- WRITTEN PROBLEM
Copy the data starting at the line that has "Phrase: gray throw pillow" and ending after the line that has "(1061, 718)", substituting "person's" for each "woman's" and keeping everything else the same.

- MATERIAL SUPPLIED
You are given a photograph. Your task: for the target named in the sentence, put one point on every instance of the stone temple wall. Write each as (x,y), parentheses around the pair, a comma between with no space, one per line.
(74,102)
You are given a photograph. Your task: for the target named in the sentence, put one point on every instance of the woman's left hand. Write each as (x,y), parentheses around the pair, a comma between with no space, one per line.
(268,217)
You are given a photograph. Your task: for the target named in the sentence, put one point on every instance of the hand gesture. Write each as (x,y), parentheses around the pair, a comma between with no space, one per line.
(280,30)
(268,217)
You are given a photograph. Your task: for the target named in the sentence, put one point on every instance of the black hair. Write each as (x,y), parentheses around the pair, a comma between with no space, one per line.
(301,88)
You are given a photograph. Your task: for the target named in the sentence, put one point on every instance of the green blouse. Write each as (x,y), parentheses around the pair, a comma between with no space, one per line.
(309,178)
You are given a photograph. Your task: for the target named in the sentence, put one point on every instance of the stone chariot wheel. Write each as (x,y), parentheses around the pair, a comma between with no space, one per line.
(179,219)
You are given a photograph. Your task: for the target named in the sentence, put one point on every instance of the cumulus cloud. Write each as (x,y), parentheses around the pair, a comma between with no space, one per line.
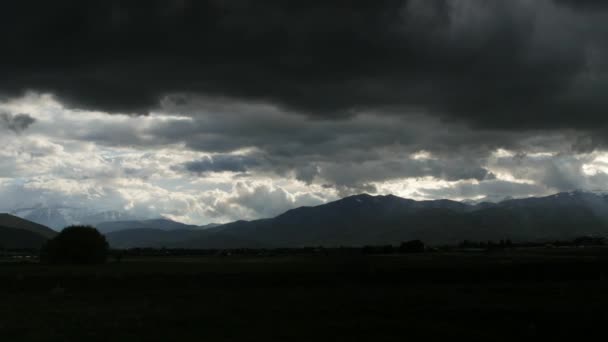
(221,163)
(254,108)
(16,123)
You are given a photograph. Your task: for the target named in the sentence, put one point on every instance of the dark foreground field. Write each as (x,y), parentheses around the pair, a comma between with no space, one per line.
(512,294)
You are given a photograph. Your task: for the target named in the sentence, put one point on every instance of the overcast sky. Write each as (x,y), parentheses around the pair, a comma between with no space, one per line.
(212,111)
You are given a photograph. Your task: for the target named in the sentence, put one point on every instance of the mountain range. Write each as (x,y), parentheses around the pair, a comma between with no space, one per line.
(59,217)
(17,233)
(370,220)
(365,219)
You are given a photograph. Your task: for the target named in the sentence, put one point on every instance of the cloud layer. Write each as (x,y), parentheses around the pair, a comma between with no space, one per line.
(210,110)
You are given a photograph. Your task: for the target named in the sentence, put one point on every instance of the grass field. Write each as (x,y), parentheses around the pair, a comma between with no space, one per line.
(500,296)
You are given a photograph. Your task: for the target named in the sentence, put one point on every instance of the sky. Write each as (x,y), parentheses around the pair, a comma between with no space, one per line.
(214,111)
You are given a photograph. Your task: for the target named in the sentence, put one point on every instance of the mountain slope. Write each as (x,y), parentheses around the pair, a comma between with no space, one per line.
(10,221)
(15,238)
(365,219)
(158,224)
(17,233)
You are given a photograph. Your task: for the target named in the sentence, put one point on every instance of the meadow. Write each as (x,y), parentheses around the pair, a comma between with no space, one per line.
(478,296)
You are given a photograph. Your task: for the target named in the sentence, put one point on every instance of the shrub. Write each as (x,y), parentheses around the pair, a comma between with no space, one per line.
(76,245)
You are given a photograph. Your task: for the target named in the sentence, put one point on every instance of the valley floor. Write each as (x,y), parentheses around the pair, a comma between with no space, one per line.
(499,296)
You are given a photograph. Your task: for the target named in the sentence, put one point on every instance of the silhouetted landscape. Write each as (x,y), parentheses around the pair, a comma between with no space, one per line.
(364,267)
(303,170)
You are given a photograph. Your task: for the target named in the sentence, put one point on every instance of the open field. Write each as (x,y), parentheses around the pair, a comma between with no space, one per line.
(498,296)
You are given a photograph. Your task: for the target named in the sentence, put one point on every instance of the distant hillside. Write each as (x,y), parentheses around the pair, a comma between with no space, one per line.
(10,221)
(364,219)
(148,237)
(59,217)
(158,224)
(17,233)
(14,238)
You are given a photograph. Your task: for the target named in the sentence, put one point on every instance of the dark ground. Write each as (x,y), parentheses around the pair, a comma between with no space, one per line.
(542,293)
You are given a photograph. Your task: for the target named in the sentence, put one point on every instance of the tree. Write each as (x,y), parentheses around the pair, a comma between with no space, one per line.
(76,245)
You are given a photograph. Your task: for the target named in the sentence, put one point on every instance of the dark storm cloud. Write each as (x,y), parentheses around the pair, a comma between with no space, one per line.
(506,64)
(16,123)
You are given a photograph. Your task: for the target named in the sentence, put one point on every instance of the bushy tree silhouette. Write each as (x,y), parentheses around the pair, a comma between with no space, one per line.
(76,245)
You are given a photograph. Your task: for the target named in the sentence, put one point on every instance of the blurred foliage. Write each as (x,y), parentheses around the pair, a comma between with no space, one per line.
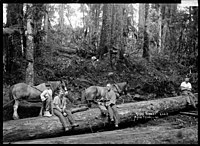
(161,76)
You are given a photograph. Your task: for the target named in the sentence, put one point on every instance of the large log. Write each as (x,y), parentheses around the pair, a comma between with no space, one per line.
(161,134)
(33,128)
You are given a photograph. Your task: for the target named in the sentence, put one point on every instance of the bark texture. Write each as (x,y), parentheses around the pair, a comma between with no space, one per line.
(163,134)
(89,121)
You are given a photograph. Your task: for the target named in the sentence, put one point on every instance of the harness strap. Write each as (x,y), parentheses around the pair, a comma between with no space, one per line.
(118,90)
(36,88)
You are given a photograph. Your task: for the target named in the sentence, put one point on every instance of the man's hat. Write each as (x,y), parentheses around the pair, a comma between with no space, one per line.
(47,85)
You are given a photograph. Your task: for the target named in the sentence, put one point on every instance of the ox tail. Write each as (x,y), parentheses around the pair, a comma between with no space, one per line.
(10,97)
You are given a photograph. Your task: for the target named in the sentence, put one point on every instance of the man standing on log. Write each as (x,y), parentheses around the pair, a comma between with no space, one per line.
(110,105)
(186,88)
(60,110)
(46,97)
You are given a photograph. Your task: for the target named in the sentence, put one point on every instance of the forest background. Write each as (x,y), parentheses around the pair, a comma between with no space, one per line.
(153,46)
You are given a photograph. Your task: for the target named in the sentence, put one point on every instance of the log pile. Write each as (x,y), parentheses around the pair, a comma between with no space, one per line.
(89,121)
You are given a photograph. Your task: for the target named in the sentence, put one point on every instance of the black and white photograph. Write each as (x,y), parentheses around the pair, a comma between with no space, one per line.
(100,73)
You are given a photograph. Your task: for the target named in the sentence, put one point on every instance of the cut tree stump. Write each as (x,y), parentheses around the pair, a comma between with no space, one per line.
(89,121)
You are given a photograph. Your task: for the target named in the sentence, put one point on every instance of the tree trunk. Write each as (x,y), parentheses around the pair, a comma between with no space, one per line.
(141,26)
(146,51)
(140,135)
(46,23)
(160,28)
(105,30)
(90,120)
(61,22)
(30,53)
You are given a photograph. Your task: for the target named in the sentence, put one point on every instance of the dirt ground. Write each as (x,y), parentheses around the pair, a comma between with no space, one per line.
(172,129)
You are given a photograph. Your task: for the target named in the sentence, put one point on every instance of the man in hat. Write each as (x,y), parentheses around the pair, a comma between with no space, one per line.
(110,104)
(186,88)
(60,110)
(46,97)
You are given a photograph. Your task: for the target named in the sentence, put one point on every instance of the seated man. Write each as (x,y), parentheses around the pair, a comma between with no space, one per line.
(46,97)
(186,88)
(60,110)
(110,104)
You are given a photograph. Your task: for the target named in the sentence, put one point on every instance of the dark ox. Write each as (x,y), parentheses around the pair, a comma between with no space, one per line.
(23,91)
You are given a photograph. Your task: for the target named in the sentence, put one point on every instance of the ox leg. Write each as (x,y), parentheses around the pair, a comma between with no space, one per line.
(15,107)
(41,110)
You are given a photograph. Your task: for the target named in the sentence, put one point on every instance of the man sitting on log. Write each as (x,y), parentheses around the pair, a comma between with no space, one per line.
(186,88)
(110,104)
(60,110)
(46,97)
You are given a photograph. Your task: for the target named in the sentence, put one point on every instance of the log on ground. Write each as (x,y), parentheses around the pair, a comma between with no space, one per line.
(161,134)
(33,128)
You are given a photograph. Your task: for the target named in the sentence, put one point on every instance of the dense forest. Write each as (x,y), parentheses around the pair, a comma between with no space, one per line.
(154,53)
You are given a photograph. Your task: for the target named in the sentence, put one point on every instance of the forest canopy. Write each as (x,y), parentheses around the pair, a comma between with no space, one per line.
(154,46)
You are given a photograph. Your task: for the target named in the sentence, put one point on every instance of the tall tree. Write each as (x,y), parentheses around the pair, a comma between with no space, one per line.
(16,48)
(105,30)
(141,25)
(146,51)
(30,49)
(46,23)
(159,7)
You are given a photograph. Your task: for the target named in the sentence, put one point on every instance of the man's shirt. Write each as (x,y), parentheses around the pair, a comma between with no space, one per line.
(186,85)
(46,94)
(59,102)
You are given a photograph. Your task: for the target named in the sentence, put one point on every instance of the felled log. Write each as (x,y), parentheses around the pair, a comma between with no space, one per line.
(89,121)
(164,134)
(189,114)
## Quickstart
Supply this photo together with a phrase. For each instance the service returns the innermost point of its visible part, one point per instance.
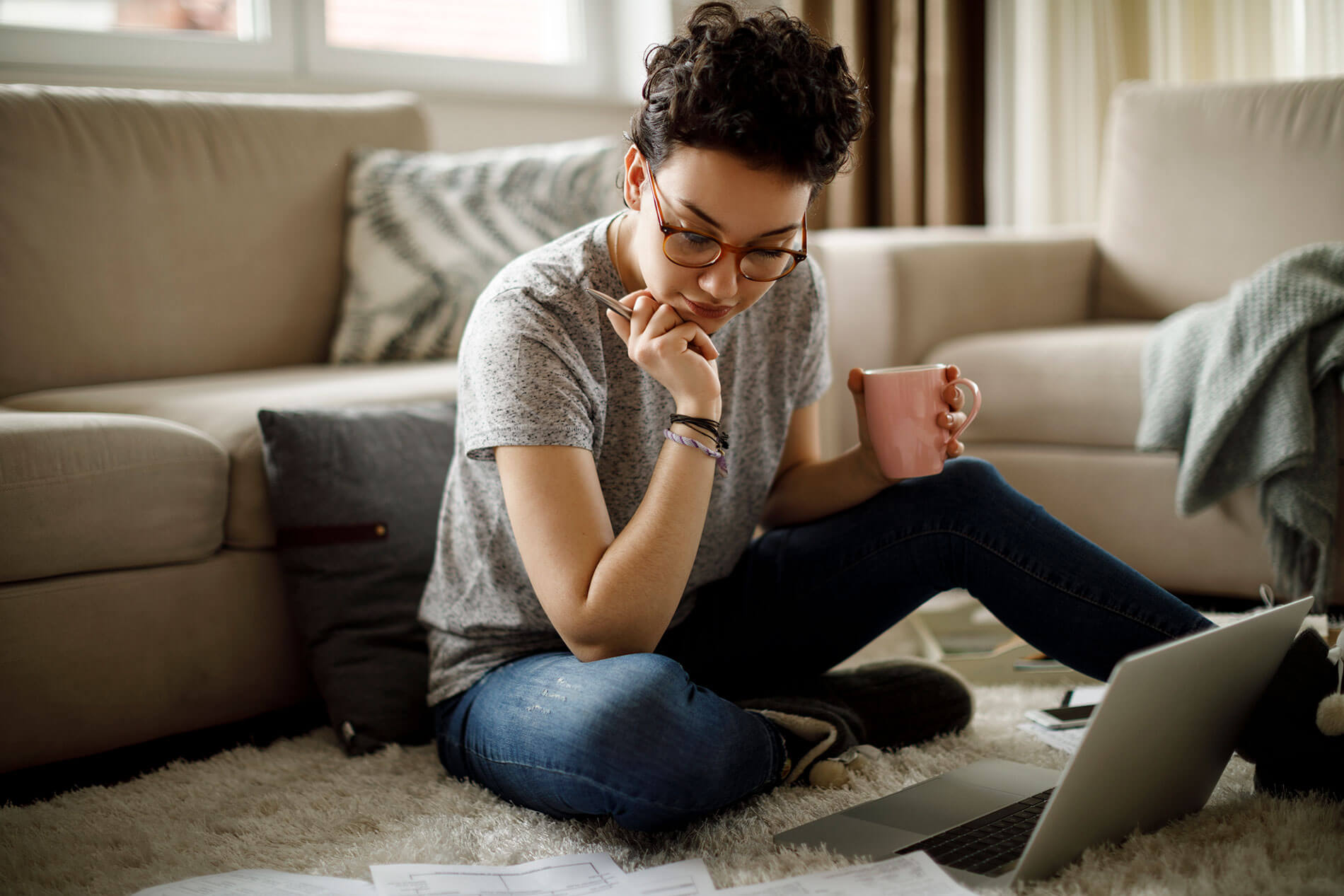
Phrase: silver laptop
(1154, 751)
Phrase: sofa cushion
(158, 233)
(225, 407)
(1058, 386)
(82, 492)
(1205, 183)
(355, 494)
(429, 230)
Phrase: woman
(600, 613)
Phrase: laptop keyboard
(984, 845)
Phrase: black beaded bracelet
(706, 426)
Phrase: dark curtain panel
(922, 160)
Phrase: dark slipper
(1292, 754)
(900, 702)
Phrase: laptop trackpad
(933, 805)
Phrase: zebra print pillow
(427, 233)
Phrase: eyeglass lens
(695, 250)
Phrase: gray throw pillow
(355, 494)
(427, 231)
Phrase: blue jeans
(655, 740)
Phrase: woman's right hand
(676, 354)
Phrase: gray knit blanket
(1245, 388)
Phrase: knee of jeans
(690, 750)
(645, 685)
(972, 472)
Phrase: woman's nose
(721, 279)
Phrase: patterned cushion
(428, 231)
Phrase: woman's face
(715, 194)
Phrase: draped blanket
(1245, 388)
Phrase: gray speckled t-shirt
(539, 364)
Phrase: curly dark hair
(765, 88)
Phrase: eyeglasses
(693, 249)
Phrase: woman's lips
(709, 310)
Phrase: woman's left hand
(954, 397)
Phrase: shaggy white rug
(301, 806)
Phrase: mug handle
(975, 406)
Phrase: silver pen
(610, 303)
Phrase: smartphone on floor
(1061, 718)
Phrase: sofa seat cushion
(225, 407)
(1057, 386)
(83, 492)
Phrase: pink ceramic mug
(903, 406)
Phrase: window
(567, 47)
(554, 46)
(186, 35)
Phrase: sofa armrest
(897, 293)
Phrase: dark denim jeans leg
(806, 597)
(649, 740)
(632, 738)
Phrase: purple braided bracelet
(719, 460)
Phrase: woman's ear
(636, 171)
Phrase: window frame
(295, 54)
(180, 52)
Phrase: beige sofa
(1202, 185)
(171, 262)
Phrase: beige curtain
(1053, 64)
(922, 159)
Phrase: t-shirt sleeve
(522, 379)
(815, 367)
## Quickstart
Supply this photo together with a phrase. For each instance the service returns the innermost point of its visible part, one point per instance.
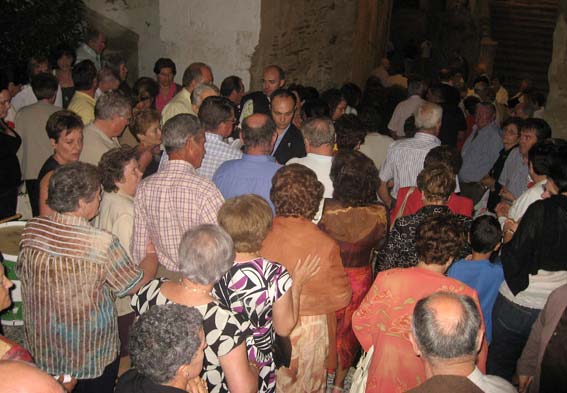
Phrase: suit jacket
(291, 145)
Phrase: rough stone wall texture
(556, 108)
(310, 39)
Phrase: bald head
(26, 378)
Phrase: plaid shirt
(70, 273)
(217, 152)
(168, 204)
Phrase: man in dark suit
(290, 142)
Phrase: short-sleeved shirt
(224, 330)
(251, 289)
(70, 274)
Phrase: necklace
(193, 289)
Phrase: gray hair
(206, 253)
(163, 339)
(112, 104)
(71, 183)
(428, 116)
(197, 93)
(319, 131)
(443, 339)
(177, 130)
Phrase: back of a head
(428, 117)
(177, 130)
(84, 73)
(44, 85)
(445, 326)
(319, 131)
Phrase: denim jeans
(511, 327)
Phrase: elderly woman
(383, 320)
(70, 274)
(296, 194)
(355, 219)
(65, 132)
(120, 178)
(165, 71)
(257, 288)
(166, 344)
(206, 253)
(436, 182)
(146, 128)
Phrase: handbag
(360, 375)
(281, 348)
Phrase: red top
(457, 204)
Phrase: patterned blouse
(251, 288)
(224, 330)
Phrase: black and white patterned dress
(251, 288)
(224, 330)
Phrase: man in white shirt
(407, 108)
(447, 333)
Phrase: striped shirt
(70, 273)
(168, 204)
(404, 160)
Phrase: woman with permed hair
(358, 223)
(296, 194)
(383, 320)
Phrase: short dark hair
(540, 126)
(230, 84)
(446, 340)
(485, 234)
(285, 93)
(439, 238)
(213, 111)
(44, 85)
(63, 121)
(258, 136)
(350, 132)
(164, 62)
(163, 339)
(83, 74)
(355, 178)
(111, 166)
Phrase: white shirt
(403, 111)
(490, 383)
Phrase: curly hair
(439, 238)
(112, 164)
(350, 132)
(296, 192)
(355, 178)
(248, 220)
(163, 339)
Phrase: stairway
(524, 32)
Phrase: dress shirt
(95, 144)
(404, 160)
(27, 97)
(83, 105)
(85, 52)
(216, 152)
(36, 148)
(70, 274)
(490, 383)
(515, 174)
(181, 103)
(168, 204)
(249, 175)
(480, 152)
(403, 111)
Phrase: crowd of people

- CORRECT ANSWER
Phrase: gray throw pillow
(355, 494)
(427, 231)
Phrase: blue jeans
(655, 740)
Phrase: person's right hand
(676, 354)
Phrase: gray knit blanket
(1245, 388)
Phrase: knee of jeans
(690, 750)
(645, 685)
(972, 472)
Phrase: person's nose
(721, 279)
Phrase: patterned cushion
(428, 231)
Phrase: person's face
(715, 194)
Phrase: draped blanket
(1245, 388)
Phrase: gray speckled t-shirt
(539, 364)
Phrase: curly dark hair
(765, 88)
Phrase: eyeglasses
(693, 249)
Phrase: person's lips
(709, 310)
Phrase: person's left hand
(954, 397)
Phrase: shaggy white rug
(301, 806)
Phrase: mug handle
(975, 406)
Phrase: silver pen
(610, 303)
Phrase: smartphone on floor
(1061, 718)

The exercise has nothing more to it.